**Bounding box annotation records**:
_ _ _

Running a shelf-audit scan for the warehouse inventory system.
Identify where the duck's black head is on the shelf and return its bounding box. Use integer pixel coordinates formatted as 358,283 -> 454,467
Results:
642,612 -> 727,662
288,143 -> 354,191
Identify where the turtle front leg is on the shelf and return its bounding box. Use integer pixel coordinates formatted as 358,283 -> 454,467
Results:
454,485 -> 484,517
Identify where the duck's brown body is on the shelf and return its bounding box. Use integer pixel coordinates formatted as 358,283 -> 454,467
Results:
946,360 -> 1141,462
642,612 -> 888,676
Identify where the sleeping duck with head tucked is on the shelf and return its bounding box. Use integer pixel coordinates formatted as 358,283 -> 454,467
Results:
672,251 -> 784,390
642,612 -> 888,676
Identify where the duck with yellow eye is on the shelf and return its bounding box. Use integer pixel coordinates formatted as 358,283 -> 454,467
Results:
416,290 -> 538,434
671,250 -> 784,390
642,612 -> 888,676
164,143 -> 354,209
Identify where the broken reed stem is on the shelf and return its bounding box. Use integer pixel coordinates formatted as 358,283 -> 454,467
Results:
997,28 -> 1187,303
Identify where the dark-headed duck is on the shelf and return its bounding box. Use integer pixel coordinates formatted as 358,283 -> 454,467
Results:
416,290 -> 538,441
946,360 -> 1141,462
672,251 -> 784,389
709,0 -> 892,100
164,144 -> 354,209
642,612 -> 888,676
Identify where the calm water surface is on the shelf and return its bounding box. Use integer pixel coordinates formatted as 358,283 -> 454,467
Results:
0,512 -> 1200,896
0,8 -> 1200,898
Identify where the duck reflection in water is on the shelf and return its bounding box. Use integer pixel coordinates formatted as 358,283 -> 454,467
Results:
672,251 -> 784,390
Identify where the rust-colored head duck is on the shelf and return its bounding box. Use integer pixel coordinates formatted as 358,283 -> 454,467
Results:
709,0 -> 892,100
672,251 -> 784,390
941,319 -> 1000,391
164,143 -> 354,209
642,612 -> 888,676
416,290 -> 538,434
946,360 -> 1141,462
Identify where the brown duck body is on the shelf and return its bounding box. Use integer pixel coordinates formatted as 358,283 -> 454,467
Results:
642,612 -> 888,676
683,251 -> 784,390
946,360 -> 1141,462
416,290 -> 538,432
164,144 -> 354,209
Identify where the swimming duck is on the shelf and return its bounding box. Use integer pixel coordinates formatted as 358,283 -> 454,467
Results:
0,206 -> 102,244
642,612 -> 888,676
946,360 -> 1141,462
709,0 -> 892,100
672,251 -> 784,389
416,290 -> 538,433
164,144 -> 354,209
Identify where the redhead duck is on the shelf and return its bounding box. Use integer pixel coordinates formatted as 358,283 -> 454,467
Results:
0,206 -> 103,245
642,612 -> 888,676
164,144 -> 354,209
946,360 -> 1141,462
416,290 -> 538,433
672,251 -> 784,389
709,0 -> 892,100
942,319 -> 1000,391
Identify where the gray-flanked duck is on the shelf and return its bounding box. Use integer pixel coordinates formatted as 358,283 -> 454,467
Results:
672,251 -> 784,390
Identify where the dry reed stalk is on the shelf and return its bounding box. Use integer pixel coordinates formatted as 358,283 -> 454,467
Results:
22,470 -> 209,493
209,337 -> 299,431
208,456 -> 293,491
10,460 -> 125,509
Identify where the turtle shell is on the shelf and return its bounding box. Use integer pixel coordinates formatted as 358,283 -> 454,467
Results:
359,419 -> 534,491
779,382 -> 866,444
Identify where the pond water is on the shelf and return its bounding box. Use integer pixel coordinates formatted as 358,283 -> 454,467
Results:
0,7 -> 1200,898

_ _ _

**REQUIREMENTS**: Render every one of these records as a two-column CSV headed request and boxes, with one row per request. Put the request text in one quoted field and its results in the other, with line breaks turned into spaces.

**RESPONSE**:
request,boxes
"Running a shelf-audit scan for the warehouse inventory system. Identify where the duck's black head is on the shelf and return its bounding box. Use integer pixel coordinates formatted as 358,283 -> 454,467 Results:","642,612 -> 727,662 288,143 -> 354,191"
"Identify where the turtle front leg is on the shelf and return its bounding box. Use integer pixel coordinates formatted as 358,283 -> 454,467 Results:","454,485 -> 484,517"
"Identify where the duck's brown body is on the shelf and return its bounding box. Use integer pixel coordinates formatted as 358,283 -> 454,467 Results:","946,360 -> 1141,462 642,612 -> 888,676"
"Identify where the sleeping duck with head tucked is on the shelf and return its bounding box. Use integer pixel coordinates formatted as 358,283 -> 454,467 Results:","672,251 -> 784,390 642,612 -> 888,676"
"Identify where the duck with yellow eye is on the shelf and return its bounding box. Use integer pixel coordinates formatted as 358,283 -> 454,467 Results:","416,290 -> 538,434 671,250 -> 784,390 642,612 -> 888,676 164,143 -> 354,209"
"Identify where the broken reed stem is on the shelf and return its bounding box. Use integer pixel coordinates formatted as 358,283 -> 454,467 Results:","997,28 -> 1187,303"
"Identify where the dark-headed duck is on the shelf and return its bounding box. Use integer pixel coordinates formatted as 358,283 -> 454,467 Results:","416,290 -> 538,441 946,360 -> 1141,462 672,251 -> 784,389 709,0 -> 892,100 164,144 -> 354,209 642,612 -> 888,676"
"Identify where the calm water surface is on the shelf and return its bounding box. Use integer pixel coordinates formatted as 358,283 -> 454,467 Results:","0,512 -> 1200,896 0,8 -> 1200,898"
"Identify where the duck reflection in water is on the shelf and return its bounding box. Use integer pixel coordinates formatted as 358,283 -> 454,467 Results:","672,251 -> 784,390"
"Identify where the rust-colored head duck is on the shelf and return its bounding box. Use integer pixel coordinates formatted as 358,283 -> 454,467 Results:","709,0 -> 892,100 672,251 -> 784,390 941,319 -> 1000,391 164,143 -> 354,209 642,612 -> 888,676 416,290 -> 538,434 946,360 -> 1141,462"
"Identify where the brown duck body is on the shelf and return its bounding box. Use integer pixel coordinates formatted as 358,283 -> 454,467 Results:","642,612 -> 888,676 683,251 -> 784,390 946,360 -> 1141,462 416,290 -> 538,432 164,144 -> 354,209"
"Identify where the swimming duck is on the shelf and return its bounding box. Use integer pixel coordinates formatted as 358,283 -> 454,467 Results:","0,206 -> 102,244 642,612 -> 888,676 946,360 -> 1141,462 709,0 -> 892,100 672,251 -> 784,389 416,290 -> 538,433 164,144 -> 354,209"
"Identify where the redhead duck is on the shelf and return its bounding box. Use integer pixel coordinates formatted as 358,283 -> 454,467 Results:","0,206 -> 103,245 642,612 -> 888,676 164,144 -> 354,209 946,360 -> 1141,462 416,290 -> 538,433 672,251 -> 784,389 709,0 -> 892,100 942,319 -> 1000,391"
"Identify where the gray-flanked duck is on the shelf and return its bounding box. Use integer pixel coordinates formatted as 358,283 -> 454,467 Results:","672,251 -> 784,390"
"Identify where the dry reed stalk is on the shelf and return its bounding box. Use integer pixel coordinates formatted as 358,283 -> 454,467 Results:","22,470 -> 209,493 209,337 -> 299,431 208,456 -> 293,491 10,460 -> 125,509"
"Identify where the turtle shell is on the shelf and return its bounding box. Use integer pixel coordinates formatted as 358,283 -> 454,467 Results:","359,419 -> 534,491 779,382 -> 866,444"
"Identify where the pond water is on the shelf and return its bounding box. Use integer pixel coordinates formatted as 358,283 -> 454,467 Results:","0,7 -> 1200,898"